** REQUIRED WORK **
(A) Transcribe the clean air regulations text below, everything from "We should adopt" down to "agree with them.".
(B) In the clean air regulations text below, why does CAIR fall short of the certainty that utilities say they want? Answer in one to three sentences.

** EXERCISE TEXT **

Over the past year, our nation’s clean air regulations have taken a beating in the courts. 

In February of this year, the federal court of appeals in Washington, D.C. vacated a deeply flawed EPA regulation to mitigate mercury emissions from fossil-fuel power plants.

Then, this past July, the same federal court vacated the EPA’s Clean Air Interstate Rule (CAIR), which sought to put in place a cap-and-trade program for fossil-fuel power plants to reduce interstate air pollution across the eastern U.S. of SOx and NOx.

CAIR compelled upwind states to clean up so that downwind states like Delaware, located at the end of what I call America’s tailpipe, could meet ozone and particulate matter air quality standards.

Several of you who are present here today have visited my staff and me in recent weeks to discuss how we can find a legislative fix to fill the void left by the court’s decision to vacate CAIR.

Let me share with you some of my ideas on how we might move forward.

We should adopt legislation this Congress to implement the Clean Air Interstate Rule for two years as a bridge to comprehensive legislation. At my July hearing and since, many stakeholders have recommended a short-term CAIR fix, while Congress works on comprehensive legislation.

I know there are disagreements with the time period. Some in industry do not believe it gives them long-term certainty, and some environmental groups doubt Congress can do better.

I believe such short-term legislation can provide an important transition to a more lasting solution; however, I have no interest in rubber-stamping the Bush administration’s weak clean air rule.  

There are many people within the states, industry, the environmental community, and Congress, who believe that CAIR didn’t go far enough to protect public health and that we can do better. And I agree with them.

Not only was Phase II of CAIR much too weak in SO2 and NOx controls for states to meet new air quality standards, but CAIR does nothing to regulate CO2 or mercury.

Instead of enacting a rule that’s been thrown out by the courts because of challenges from both sides, we should be rolling up our sleeves and coming together on a consensus package.

Utilities continue to insist that they want certainty, but CAIR does little to reduce mercury or carbon dioxide, both pollutants that utilities know will be regulated in the future.

With the compressed legislative calendar ahead, however, providing for such a solution will require the full cooperation of all the stakeholders, including the Administration.

** SUPPLIED DATA **
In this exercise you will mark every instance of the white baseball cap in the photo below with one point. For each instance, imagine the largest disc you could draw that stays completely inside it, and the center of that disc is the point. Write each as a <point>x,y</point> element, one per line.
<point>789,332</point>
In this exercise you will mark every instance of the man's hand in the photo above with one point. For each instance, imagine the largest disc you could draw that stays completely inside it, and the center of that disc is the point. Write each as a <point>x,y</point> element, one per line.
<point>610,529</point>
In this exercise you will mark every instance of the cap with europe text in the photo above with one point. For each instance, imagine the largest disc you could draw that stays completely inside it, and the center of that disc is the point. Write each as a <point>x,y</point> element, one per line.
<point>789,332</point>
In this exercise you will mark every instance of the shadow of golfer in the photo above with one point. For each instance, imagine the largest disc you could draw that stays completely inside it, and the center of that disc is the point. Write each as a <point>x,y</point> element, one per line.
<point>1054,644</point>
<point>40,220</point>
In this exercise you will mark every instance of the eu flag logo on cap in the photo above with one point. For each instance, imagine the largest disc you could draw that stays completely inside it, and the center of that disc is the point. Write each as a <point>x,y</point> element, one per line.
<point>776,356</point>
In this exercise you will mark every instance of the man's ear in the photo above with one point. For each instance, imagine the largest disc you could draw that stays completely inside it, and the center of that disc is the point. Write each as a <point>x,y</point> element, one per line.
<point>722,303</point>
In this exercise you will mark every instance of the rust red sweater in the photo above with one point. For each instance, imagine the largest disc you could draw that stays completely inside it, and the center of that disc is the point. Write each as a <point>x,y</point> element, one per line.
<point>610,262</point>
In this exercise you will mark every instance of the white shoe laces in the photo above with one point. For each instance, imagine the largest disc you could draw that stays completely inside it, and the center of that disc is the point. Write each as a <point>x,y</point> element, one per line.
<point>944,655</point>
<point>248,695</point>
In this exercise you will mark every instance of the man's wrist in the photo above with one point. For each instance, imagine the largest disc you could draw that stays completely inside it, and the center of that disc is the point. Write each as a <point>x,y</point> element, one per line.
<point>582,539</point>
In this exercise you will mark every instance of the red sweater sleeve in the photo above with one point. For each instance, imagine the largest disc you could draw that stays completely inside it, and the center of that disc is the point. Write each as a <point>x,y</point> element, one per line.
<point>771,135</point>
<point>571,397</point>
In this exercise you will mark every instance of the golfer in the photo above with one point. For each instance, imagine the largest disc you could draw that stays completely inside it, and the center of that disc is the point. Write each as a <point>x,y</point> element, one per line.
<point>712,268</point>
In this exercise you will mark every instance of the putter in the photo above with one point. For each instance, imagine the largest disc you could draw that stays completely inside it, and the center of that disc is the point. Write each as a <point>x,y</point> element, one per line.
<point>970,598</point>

** RESULTS FOR THE EXERCISE **
(A)
We should adopt legislation this Congress to implement the Clean Air Interstate Rule for two years as a bridge to comprehensive legislation. At my July hearing and since, many stakeholders have recommended a short-term CAIR fix, while Congress works on comprehensive legislation.

I know there are disagreements with the time period. Some in industry do not believe it gives them long-term certainty, and some environmental groups doubt Congress can do better.

I believe such short-term legislation can provide an important transition to a more lasting solution; however, I have no interest in rubber-stamping the Bush administration’s weak clean air rule.  

There are many people within the states, industry, the environmental community, and Congress, who believe that CAIR didn’t go far enough to protect public health and that we can do better. And I agree with them.

(B) CAIR does little to reduce mercury or carbon dioxide. Utilities know both pollutants will be regulated in the future.